■ Dataset records

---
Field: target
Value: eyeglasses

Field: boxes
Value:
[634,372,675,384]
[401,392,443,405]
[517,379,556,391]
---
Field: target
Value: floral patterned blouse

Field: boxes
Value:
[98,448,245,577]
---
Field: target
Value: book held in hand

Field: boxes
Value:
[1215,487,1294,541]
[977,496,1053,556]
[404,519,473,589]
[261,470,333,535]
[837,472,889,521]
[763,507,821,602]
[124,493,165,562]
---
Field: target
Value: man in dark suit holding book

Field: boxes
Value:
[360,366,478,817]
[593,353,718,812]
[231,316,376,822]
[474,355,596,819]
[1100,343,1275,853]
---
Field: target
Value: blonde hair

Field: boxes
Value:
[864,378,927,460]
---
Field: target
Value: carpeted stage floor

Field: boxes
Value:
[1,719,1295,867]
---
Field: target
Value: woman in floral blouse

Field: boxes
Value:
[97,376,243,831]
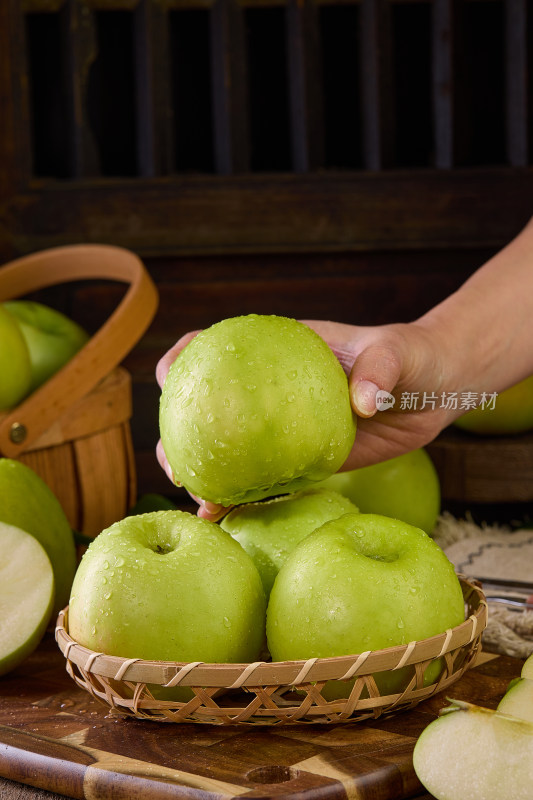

■ What is being asked
An exact copy of all the entries above is required, with every picture left out.

■ Reply to the exercise
---
Field: target
Value: eyeglasses

Field: boxes
Value:
[634,372,675,384]
[401,392,443,405]
[517,379,556,391]
---
Field: target
Value: floral patterned blouse

Field: boxes
Value:
[98,448,245,577]
---
Field: target
Value: book held in hand

Field: boxes
Value:
[1215,487,1294,541]
[977,496,1053,556]
[404,519,473,589]
[261,470,333,535]
[837,472,889,521]
[763,507,821,602]
[124,493,165,562]
---
Field: target
Value: man in dark suit holding book

Field: boxes
Value:
[360,366,478,817]
[593,353,718,812]
[231,316,376,822]
[474,355,596,819]
[1100,343,1275,853]
---
Field: target
Value: blonde hair

Field: boxes
Value:
[864,378,927,460]
---
Field: target
Value: carpeted stage floor

Field: boxes
Value:
[1,719,1295,867]
---
Field: target
Value: woman in floral blouse

Field: boxes
Value:
[97,376,243,831]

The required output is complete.